#### Set task
Select every line below that contains the word "groom", and copy each one in full.

• • • • •

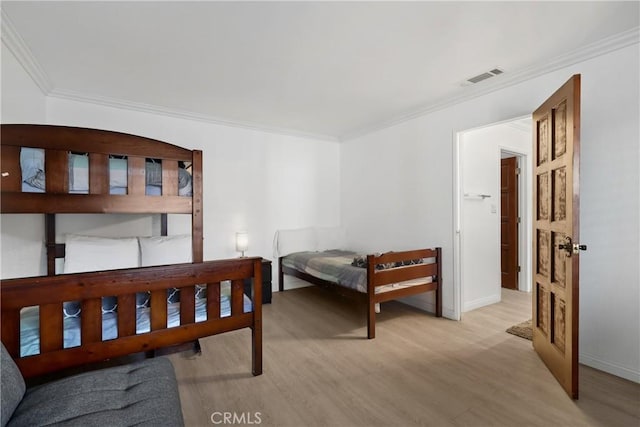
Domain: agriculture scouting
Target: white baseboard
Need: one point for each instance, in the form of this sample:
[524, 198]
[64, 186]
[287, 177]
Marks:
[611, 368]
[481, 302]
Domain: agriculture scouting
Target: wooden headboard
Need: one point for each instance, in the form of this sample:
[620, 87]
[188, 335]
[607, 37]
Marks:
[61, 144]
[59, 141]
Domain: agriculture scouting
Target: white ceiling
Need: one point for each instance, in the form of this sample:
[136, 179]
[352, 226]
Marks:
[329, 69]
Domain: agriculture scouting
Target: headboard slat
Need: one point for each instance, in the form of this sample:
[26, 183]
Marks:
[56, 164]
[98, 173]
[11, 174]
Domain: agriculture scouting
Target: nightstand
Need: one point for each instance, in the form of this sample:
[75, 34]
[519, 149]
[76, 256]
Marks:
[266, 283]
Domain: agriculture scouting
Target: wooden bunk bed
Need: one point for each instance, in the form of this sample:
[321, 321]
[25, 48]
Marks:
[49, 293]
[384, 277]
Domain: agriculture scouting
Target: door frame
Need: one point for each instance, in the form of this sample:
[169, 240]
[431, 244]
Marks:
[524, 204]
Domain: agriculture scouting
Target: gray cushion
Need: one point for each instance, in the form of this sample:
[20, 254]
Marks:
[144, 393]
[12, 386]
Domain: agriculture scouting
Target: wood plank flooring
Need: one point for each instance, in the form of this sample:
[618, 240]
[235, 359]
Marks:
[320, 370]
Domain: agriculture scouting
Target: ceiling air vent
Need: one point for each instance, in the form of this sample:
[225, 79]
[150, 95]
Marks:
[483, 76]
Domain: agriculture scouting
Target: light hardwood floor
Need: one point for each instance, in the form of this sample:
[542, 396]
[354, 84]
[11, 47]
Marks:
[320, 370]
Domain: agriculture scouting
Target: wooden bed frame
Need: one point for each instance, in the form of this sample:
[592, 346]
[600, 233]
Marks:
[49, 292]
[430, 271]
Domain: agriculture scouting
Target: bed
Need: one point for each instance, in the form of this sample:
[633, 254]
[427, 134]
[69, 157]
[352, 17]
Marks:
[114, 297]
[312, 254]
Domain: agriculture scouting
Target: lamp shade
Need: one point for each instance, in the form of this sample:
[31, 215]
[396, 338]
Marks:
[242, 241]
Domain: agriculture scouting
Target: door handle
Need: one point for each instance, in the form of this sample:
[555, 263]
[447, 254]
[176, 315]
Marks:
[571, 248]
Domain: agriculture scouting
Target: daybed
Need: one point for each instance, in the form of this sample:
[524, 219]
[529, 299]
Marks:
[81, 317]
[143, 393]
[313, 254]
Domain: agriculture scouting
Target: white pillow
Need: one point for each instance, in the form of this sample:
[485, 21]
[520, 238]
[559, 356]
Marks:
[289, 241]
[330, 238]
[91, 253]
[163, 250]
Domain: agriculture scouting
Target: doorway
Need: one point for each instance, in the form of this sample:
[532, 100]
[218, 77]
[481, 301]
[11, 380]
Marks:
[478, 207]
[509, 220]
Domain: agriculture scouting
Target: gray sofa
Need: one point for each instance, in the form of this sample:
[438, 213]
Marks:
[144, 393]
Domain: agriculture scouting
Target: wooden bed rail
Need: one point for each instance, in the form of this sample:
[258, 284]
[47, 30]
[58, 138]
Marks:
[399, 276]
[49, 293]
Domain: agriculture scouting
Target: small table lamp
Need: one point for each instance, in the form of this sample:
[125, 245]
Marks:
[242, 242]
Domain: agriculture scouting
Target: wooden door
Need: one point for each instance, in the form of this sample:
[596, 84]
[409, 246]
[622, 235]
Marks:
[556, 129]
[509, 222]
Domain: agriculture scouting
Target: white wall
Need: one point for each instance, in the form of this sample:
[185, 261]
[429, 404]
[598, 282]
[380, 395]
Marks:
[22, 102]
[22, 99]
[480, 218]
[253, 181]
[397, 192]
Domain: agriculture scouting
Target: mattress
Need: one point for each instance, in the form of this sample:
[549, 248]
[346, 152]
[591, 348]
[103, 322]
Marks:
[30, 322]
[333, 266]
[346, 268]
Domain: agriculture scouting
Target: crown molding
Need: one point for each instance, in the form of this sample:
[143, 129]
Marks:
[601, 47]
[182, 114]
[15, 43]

• • • • •

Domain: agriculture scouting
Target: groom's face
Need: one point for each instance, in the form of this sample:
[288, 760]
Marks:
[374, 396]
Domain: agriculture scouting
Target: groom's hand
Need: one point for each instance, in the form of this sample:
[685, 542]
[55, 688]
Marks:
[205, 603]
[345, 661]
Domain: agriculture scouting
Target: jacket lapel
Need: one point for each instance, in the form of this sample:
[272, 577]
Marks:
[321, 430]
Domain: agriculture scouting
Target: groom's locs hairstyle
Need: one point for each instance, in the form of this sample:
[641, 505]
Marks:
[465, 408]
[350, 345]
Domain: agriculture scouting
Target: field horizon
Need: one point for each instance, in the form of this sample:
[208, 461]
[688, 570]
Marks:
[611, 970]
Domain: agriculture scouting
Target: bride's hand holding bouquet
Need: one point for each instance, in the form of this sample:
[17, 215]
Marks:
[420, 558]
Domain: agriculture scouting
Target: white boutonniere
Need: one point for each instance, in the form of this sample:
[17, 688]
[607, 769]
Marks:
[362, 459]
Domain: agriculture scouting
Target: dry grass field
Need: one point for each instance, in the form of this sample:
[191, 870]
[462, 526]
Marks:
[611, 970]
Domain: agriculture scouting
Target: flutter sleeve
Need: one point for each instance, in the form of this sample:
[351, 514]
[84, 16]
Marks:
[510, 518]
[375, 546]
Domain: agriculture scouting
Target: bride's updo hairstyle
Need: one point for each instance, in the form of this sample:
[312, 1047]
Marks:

• • • • •

#### The output
Target: groom's face
Target: groom's hand
Target: groom's locs hairstyle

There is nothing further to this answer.